Activity:
All entries below must be output word for word, and the pictures left behind.

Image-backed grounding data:
***

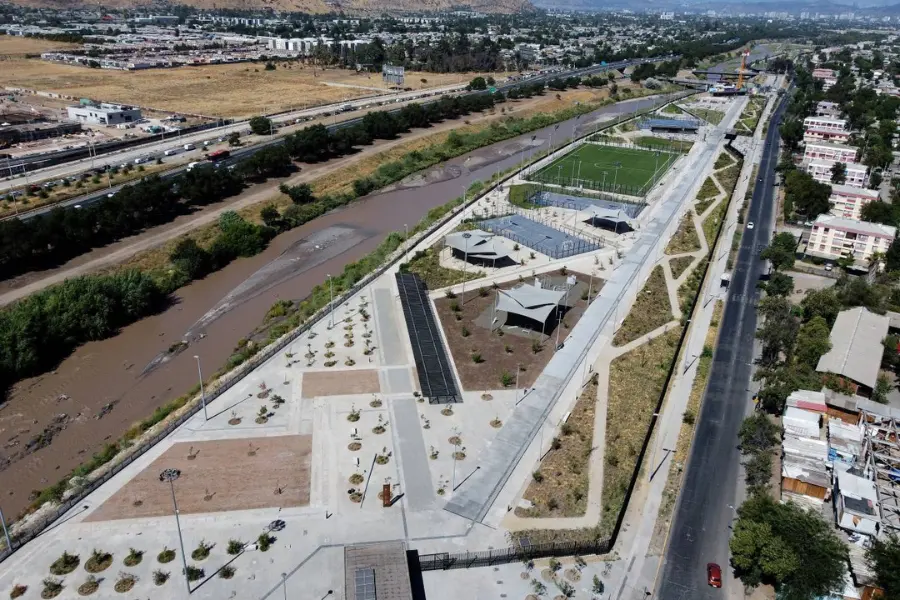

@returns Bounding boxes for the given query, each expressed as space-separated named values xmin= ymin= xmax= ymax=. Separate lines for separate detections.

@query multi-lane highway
xmin=4 ymin=55 xmax=676 ymax=221
xmin=655 ymin=89 xmax=789 ymax=600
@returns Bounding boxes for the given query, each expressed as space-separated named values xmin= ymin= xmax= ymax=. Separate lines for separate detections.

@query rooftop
xmin=811 ymin=214 xmax=897 ymax=238
xmin=829 ymin=183 xmax=880 ymax=198
xmin=344 ymin=543 xmax=413 ymax=600
xmin=496 ymin=282 xmax=568 ymax=324
xmin=816 ymin=307 xmax=890 ymax=388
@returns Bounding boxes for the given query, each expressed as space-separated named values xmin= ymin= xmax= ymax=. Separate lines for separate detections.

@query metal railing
xmin=418 ymin=539 xmax=612 ymax=571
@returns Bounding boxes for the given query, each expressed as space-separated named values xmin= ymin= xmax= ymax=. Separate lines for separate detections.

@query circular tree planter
xmin=564 ymin=568 xmax=581 ymax=582
xmin=157 ymin=549 xmax=176 ymax=564
xmin=520 ymin=572 xmax=530 ymax=580
xmin=349 ymin=474 xmax=364 ymax=485
xmin=369 ymin=399 xmax=383 ymax=408
xmin=448 ymin=436 xmax=461 ymax=446
xmin=77 ymin=579 xmax=99 ymax=596
xmin=541 ymin=569 xmax=555 ymax=582
xmin=10 ymin=584 xmax=27 ymax=599
xmin=372 ymin=426 xmax=386 ymax=435
xmin=123 ymin=549 xmax=143 ymax=567
xmin=348 ymin=442 xmax=362 ymax=451
xmin=441 ymin=407 xmax=454 ymax=417
xmin=85 ymin=551 xmax=112 ymax=573
xmin=228 ymin=417 xmax=242 ymax=426
xmin=255 ymin=416 xmax=268 ymax=424
xmin=490 ymin=419 xmax=503 ymax=429
xmin=481 ymin=393 xmax=493 ymax=401
xmin=49 ymin=552 xmax=80 ymax=576
xmin=114 ymin=575 xmax=136 ymax=594
xmin=349 ymin=492 xmax=362 ymax=503
xmin=453 ymin=451 xmax=466 ymax=461
xmin=375 ymin=455 xmax=390 ymax=465
xmin=40 ymin=580 xmax=63 ymax=600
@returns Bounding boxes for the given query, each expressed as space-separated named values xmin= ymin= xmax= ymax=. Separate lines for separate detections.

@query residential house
xmin=816 ymin=306 xmax=890 ymax=395
xmin=834 ymin=470 xmax=881 ymax=536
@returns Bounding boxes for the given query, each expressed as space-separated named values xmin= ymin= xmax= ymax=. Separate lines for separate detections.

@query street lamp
xmin=0 ymin=505 xmax=12 ymax=553
xmin=327 ymin=274 xmax=334 ymax=329
xmin=159 ymin=468 xmax=190 ymax=595
xmin=281 ymin=572 xmax=288 ymax=600
xmin=193 ymin=355 xmax=208 ymax=421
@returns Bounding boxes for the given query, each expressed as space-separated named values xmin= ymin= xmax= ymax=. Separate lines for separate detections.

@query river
xmin=0 ymin=93 xmax=672 ymax=517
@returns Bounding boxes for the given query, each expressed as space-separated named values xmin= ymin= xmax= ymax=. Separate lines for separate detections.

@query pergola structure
xmin=444 ymin=229 xmax=511 ymax=266
xmin=860 ymin=400 xmax=900 ymax=534
xmin=495 ymin=282 xmax=568 ymax=335
xmin=583 ymin=205 xmax=636 ymax=234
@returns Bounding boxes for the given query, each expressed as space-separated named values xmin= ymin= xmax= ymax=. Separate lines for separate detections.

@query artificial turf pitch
xmin=531 ymin=143 xmax=676 ymax=195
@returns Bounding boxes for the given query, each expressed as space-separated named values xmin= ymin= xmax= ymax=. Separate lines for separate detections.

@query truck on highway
xmin=183 ymin=143 xmax=196 ymax=151
xmin=207 ymin=149 xmax=230 ymax=162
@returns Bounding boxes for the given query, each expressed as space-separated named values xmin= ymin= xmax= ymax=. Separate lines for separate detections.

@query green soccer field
xmin=530 ymin=143 xmax=677 ymax=196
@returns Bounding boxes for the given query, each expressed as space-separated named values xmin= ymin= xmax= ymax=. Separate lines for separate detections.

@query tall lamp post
xmin=159 ymin=468 xmax=190 ymax=595
xmin=327 ymin=274 xmax=334 ymax=329
xmin=0 ymin=505 xmax=12 ymax=553
xmin=193 ymin=355 xmax=208 ymax=421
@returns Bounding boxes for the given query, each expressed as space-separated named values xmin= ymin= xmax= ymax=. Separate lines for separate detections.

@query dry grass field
xmin=84 ymin=435 xmax=312 ymax=521
xmin=0 ymin=58 xmax=498 ymax=118
xmin=302 ymin=370 xmax=381 ymax=397
xmin=0 ymin=36 xmax=78 ymax=57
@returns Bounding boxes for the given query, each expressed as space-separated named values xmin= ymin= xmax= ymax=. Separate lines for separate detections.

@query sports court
xmin=530 ymin=189 xmax=646 ymax=219
xmin=479 ymin=214 xmax=601 ymax=259
xmin=530 ymin=142 xmax=677 ymax=196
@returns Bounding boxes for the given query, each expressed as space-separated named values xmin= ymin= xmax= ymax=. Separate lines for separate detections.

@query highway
xmin=4 ymin=55 xmax=675 ymax=221
xmin=655 ymin=89 xmax=789 ymax=600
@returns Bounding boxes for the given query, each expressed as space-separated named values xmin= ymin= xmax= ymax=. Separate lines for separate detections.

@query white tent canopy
xmin=444 ymin=229 xmax=510 ymax=261
xmin=583 ymin=205 xmax=636 ymax=226
xmin=496 ymin=283 xmax=567 ymax=324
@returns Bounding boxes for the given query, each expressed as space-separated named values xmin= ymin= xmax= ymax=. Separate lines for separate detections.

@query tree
xmin=260 ymin=204 xmax=281 ymax=229
xmin=468 ymin=76 xmax=487 ymax=90
xmin=779 ymin=119 xmax=804 ymax=151
xmin=784 ymin=171 xmax=831 ymax=218
xmin=866 ymin=534 xmax=900 ymax=598
xmin=279 ymin=183 xmax=315 ymax=205
xmin=872 ymin=373 xmax=892 ymax=404
xmin=765 ymin=272 xmax=794 ymax=297
xmin=249 ymin=116 xmax=274 ymax=136
xmin=757 ymin=297 xmax=798 ymax=368
xmin=738 ymin=413 xmax=781 ymax=455
xmin=861 ymin=201 xmax=899 ymax=227
xmin=730 ymin=494 xmax=847 ymax=598
xmin=800 ymin=288 xmax=841 ymax=324
xmin=760 ymin=232 xmax=797 ymax=272
xmin=886 ymin=238 xmax=900 ymax=272
xmin=869 ymin=170 xmax=883 ymax=190
xmin=794 ymin=316 xmax=832 ymax=368
xmin=228 ymin=132 xmax=241 ymax=147
xmin=830 ymin=161 xmax=847 ymax=184
xmin=170 ymin=238 xmax=212 ymax=280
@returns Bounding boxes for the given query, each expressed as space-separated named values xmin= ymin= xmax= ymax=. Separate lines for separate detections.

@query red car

***

Response to the exercise:
@returns Bounding boxes for the given query, each expressed as space-separated named values xmin= ymin= xmax= ymax=. Separate lines for separate detections.

@query multi-lane highway
xmin=4 ymin=55 xmax=676 ymax=221
xmin=655 ymin=89 xmax=789 ymax=600
@returns Bounding boxes for the given query, each expressed as space-separated named values xmin= ymin= xmax= ymax=. Separate lines for separate detections.

@query rooftop
xmin=811 ymin=214 xmax=897 ymax=238
xmin=829 ymin=183 xmax=880 ymax=198
xmin=344 ymin=543 xmax=413 ymax=600
xmin=496 ymin=282 xmax=568 ymax=324
xmin=816 ymin=307 xmax=890 ymax=388
@returns Bounding boxes for the given query, each expressed as space-separated named values xmin= ymin= xmax= ymax=. Separate lines for separate detections.

@query metal railing
xmin=418 ymin=539 xmax=612 ymax=571
@returns Bounding boxes for the given query, each expressed as space-separated named values xmin= ymin= xmax= ymax=. Separate lines for separate detections.

@query circular tree planter
xmin=564 ymin=568 xmax=581 ymax=582
xmin=157 ymin=549 xmax=176 ymax=564
xmin=520 ymin=572 xmax=530 ymax=580
xmin=349 ymin=474 xmax=364 ymax=485
xmin=369 ymin=399 xmax=383 ymax=408
xmin=448 ymin=436 xmax=461 ymax=446
xmin=77 ymin=579 xmax=99 ymax=596
xmin=541 ymin=569 xmax=555 ymax=582
xmin=10 ymin=584 xmax=27 ymax=599
xmin=372 ymin=426 xmax=386 ymax=435
xmin=123 ymin=549 xmax=143 ymax=567
xmin=348 ymin=442 xmax=362 ymax=451
xmin=441 ymin=407 xmax=454 ymax=417
xmin=85 ymin=551 xmax=112 ymax=573
xmin=228 ymin=417 xmax=242 ymax=426
xmin=255 ymin=416 xmax=268 ymax=424
xmin=490 ymin=419 xmax=503 ymax=429
xmin=481 ymin=393 xmax=493 ymax=401
xmin=49 ymin=552 xmax=80 ymax=576
xmin=114 ymin=575 xmax=136 ymax=594
xmin=349 ymin=492 xmax=362 ymax=503
xmin=453 ymin=451 xmax=466 ymax=461
xmin=375 ymin=455 xmax=390 ymax=465
xmin=40 ymin=580 xmax=63 ymax=600
@returns Bounding boxes for the given query, each expressed as space-separated named values xmin= ymin= xmax= ymax=. Separate lines for separate detections.

@query residential house
xmin=816 ymin=306 xmax=890 ymax=395
xmin=834 ymin=470 xmax=881 ymax=536
@returns Bounding boxes for the given query, each expressed as space-separated named values xmin= ymin= xmax= ymax=. Separate lines for separate detections.

@query street lamp
xmin=0 ymin=505 xmax=12 ymax=553
xmin=327 ymin=274 xmax=334 ymax=329
xmin=159 ymin=468 xmax=190 ymax=595
xmin=281 ymin=572 xmax=288 ymax=600
xmin=193 ymin=355 xmax=208 ymax=421
@returns Bounding boxes for the given query, each expressed as space-separated named values xmin= ymin= xmax= ymax=. Separate lines for separate detections.

@query river
xmin=0 ymin=93 xmax=672 ymax=517
@returns Bounding boxes for the given query, each expressed as space-separated named values xmin= ymin= xmax= ymax=. Separate lines for separate detections.

@query pergola structure
xmin=444 ymin=229 xmax=511 ymax=266
xmin=860 ymin=400 xmax=900 ymax=534
xmin=495 ymin=282 xmax=568 ymax=335
xmin=583 ymin=205 xmax=636 ymax=234
@returns Bounding boxes for the given query, each expressed as space-separated named values xmin= ymin= xmax= ymax=. Separate lines for separate detections.

@query artificial turf pitch
xmin=531 ymin=143 xmax=676 ymax=195
@returns Bounding boxes for the given query, each expressed as space-separated named values xmin= ymin= xmax= ymax=. Separate lines for separate detections.

@query truck on highway
xmin=183 ymin=143 xmax=196 ymax=151
xmin=207 ymin=149 xmax=230 ymax=162
@returns Bounding boxes for the given query, each expressed as space-separated named values xmin= ymin= xmax= ymax=. Separate lines for separate detections.

@query green soccer field
xmin=530 ymin=143 xmax=677 ymax=196
@returns Bounding boxes for the given query, each expressed as space-separated named values xmin= ymin= xmax= ymax=. Separate lines for separate detections.

@query tall lamp post
xmin=159 ymin=468 xmax=190 ymax=595
xmin=327 ymin=274 xmax=334 ymax=329
xmin=0 ymin=505 xmax=12 ymax=553
xmin=193 ymin=355 xmax=208 ymax=421
@returns Bounding boxes for the given query, each expressed as space-separated named values xmin= ymin= xmax= ymax=. Separate lines for separate detections.

@query dry grass field
xmin=84 ymin=435 xmax=312 ymax=521
xmin=0 ymin=58 xmax=498 ymax=118
xmin=302 ymin=370 xmax=381 ymax=397
xmin=0 ymin=36 xmax=78 ymax=57
@returns Bounding boxes for the given query, each expressed as space-separated named values xmin= ymin= xmax= ymax=. Separate lines for separate detections.

@query sports court
xmin=530 ymin=189 xmax=646 ymax=219
xmin=479 ymin=214 xmax=601 ymax=259
xmin=530 ymin=142 xmax=677 ymax=196
@returns Bounding boxes for the given query, each expressed as space-separated named values xmin= ymin= xmax= ymax=. Separate lines for separate detections.

@query highway
xmin=4 ymin=55 xmax=675 ymax=221
xmin=655 ymin=89 xmax=789 ymax=600
@returns Bounding boxes for the given query, each expressed as space-separated named values xmin= ymin= xmax= ymax=. Separate lines for separate detections.

@query white tent canopy
xmin=444 ymin=229 xmax=510 ymax=261
xmin=583 ymin=205 xmax=636 ymax=226
xmin=496 ymin=283 xmax=567 ymax=324
@returns Bounding boxes for the given query, each expressed as space-separated named values xmin= ymin= xmax= ymax=. Separate lines for separate detections.

@query tree
xmin=260 ymin=204 xmax=281 ymax=229
xmin=468 ymin=76 xmax=487 ymax=90
xmin=779 ymin=119 xmax=804 ymax=151
xmin=784 ymin=171 xmax=831 ymax=218
xmin=866 ymin=534 xmax=900 ymax=598
xmin=279 ymin=183 xmax=315 ymax=205
xmin=872 ymin=373 xmax=892 ymax=404
xmin=765 ymin=272 xmax=794 ymax=297
xmin=249 ymin=116 xmax=274 ymax=136
xmin=757 ymin=297 xmax=798 ymax=368
xmin=738 ymin=413 xmax=781 ymax=455
xmin=861 ymin=201 xmax=899 ymax=227
xmin=730 ymin=494 xmax=847 ymax=598
xmin=800 ymin=288 xmax=841 ymax=324
xmin=760 ymin=232 xmax=797 ymax=272
xmin=886 ymin=238 xmax=900 ymax=272
xmin=869 ymin=170 xmax=883 ymax=190
xmin=794 ymin=316 xmax=832 ymax=368
xmin=228 ymin=132 xmax=241 ymax=147
xmin=830 ymin=161 xmax=847 ymax=184
xmin=170 ymin=238 xmax=212 ymax=280
@returns Bounding boxes for the given query, each expressed as space-separated named values xmin= ymin= xmax= ymax=. Separate lines for separate detections.

@query red car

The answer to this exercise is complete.